• _STATED GOAL_: Display every line of the listing below that contains the string "suit". Case counts.

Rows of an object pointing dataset
•••
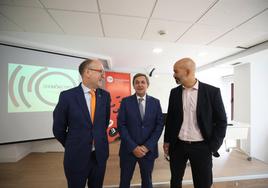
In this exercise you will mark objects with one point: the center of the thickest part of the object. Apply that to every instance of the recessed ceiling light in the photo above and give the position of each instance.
(157, 50)
(202, 54)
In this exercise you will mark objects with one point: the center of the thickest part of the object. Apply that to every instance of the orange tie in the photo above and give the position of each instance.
(92, 104)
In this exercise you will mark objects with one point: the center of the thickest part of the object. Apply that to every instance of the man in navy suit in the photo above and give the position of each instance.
(195, 126)
(140, 125)
(84, 137)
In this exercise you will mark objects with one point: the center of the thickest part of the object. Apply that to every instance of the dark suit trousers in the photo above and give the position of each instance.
(127, 169)
(200, 158)
(93, 177)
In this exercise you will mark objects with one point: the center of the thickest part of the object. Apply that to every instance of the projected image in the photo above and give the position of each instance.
(36, 88)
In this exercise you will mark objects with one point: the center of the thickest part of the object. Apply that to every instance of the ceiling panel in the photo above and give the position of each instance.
(181, 10)
(201, 34)
(77, 5)
(173, 30)
(230, 13)
(123, 27)
(141, 8)
(31, 19)
(78, 23)
(251, 33)
(6, 25)
(26, 3)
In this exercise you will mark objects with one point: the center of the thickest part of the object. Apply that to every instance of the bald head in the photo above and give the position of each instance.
(186, 63)
(184, 72)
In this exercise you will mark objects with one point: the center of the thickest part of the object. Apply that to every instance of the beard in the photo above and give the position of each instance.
(178, 81)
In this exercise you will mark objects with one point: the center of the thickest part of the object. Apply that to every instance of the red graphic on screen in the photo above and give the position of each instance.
(118, 84)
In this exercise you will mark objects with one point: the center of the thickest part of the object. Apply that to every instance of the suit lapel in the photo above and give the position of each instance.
(180, 104)
(147, 106)
(136, 106)
(82, 103)
(200, 99)
(99, 102)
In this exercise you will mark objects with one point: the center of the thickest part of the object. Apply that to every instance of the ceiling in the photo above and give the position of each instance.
(126, 31)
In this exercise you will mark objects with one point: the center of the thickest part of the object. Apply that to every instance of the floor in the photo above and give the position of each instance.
(40, 170)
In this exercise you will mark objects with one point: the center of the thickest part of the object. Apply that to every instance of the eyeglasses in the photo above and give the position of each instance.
(97, 70)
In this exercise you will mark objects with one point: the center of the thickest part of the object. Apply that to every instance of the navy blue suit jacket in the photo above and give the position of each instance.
(134, 131)
(210, 112)
(73, 128)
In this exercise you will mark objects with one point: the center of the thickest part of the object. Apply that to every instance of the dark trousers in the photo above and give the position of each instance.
(93, 176)
(127, 169)
(200, 158)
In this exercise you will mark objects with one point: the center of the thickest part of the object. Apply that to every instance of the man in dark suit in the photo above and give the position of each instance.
(195, 126)
(81, 119)
(140, 125)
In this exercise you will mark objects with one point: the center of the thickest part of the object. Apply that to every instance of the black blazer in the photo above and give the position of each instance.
(211, 116)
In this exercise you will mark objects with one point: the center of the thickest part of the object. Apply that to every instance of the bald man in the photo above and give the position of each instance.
(80, 121)
(195, 126)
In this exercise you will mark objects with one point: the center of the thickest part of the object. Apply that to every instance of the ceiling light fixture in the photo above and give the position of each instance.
(157, 50)
(162, 32)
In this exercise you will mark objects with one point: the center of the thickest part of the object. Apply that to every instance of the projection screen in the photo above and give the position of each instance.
(30, 83)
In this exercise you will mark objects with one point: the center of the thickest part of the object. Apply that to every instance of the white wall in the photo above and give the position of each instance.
(250, 105)
(259, 105)
(242, 99)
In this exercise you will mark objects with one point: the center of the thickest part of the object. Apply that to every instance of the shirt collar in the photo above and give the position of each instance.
(195, 86)
(144, 97)
(85, 89)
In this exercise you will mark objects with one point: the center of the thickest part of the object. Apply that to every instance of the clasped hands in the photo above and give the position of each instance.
(140, 151)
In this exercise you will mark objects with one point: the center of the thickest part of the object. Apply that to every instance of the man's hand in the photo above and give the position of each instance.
(138, 152)
(144, 149)
(166, 148)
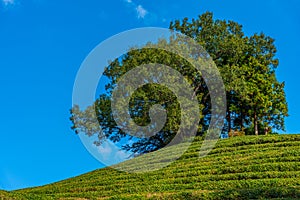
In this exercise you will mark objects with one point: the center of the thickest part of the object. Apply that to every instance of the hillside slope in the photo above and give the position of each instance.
(247, 167)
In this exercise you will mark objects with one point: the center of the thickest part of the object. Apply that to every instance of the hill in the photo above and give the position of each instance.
(248, 167)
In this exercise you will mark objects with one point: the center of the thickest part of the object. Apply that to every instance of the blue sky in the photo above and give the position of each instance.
(42, 45)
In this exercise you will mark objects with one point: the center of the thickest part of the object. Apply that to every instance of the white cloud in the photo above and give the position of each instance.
(141, 12)
(8, 2)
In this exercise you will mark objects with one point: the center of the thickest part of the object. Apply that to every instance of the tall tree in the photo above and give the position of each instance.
(255, 99)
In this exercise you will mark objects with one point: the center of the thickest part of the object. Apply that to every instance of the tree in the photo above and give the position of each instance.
(255, 99)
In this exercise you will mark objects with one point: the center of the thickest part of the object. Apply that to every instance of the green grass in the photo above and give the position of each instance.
(249, 167)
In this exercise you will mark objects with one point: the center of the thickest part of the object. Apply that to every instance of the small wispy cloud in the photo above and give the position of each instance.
(141, 12)
(8, 2)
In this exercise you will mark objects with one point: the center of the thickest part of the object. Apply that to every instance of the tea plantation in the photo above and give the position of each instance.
(247, 167)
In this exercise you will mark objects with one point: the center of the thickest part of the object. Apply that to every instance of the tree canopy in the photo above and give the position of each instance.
(256, 102)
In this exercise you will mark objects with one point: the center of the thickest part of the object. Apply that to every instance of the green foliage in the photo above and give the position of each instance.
(246, 167)
(256, 101)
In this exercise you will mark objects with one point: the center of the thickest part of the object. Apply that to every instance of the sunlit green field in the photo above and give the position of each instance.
(248, 167)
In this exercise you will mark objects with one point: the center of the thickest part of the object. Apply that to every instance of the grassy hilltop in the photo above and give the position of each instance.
(249, 167)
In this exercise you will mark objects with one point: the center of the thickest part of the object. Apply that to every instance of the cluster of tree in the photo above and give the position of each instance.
(256, 102)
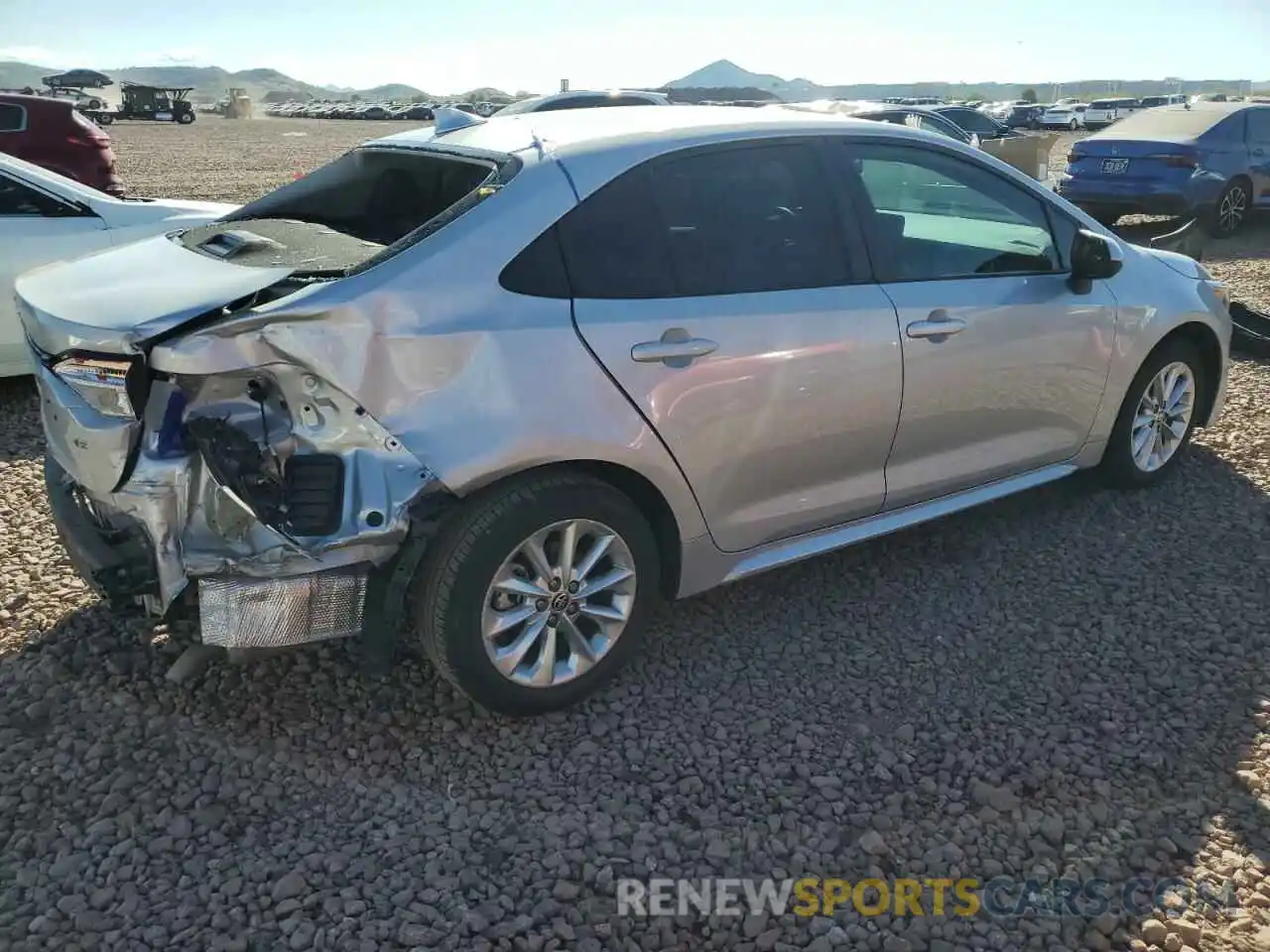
•••
• _EXERCISE SOLUTION_:
In this exercise you will mark objects with one point: the center of the thickest part of the object. Apply that to every instance of the man in navy suit in the photo above and give the position of each instance.
In this exercise you will mark objects with one point: the center of the thickest part of the object. Apply that to every instance of the dark suit trousers in the photo above and give the position of each instance.
In this exercise you will mark objects with one point: the center of the thickest part of the object. Apply that to every instance of the suit lapel in the photo above and give the position of each instance.
In this exercise you will mark objects with one point: the center of the thickest part of the object. Apply that to every instance of the navy blue suit jacket in the photo above and give the position of each instance.
In this exercise you will mark objects with one point: the center of the thickest part of the object. Apply that to every instance of the man in dark suit in the photo above and give the position of each instance.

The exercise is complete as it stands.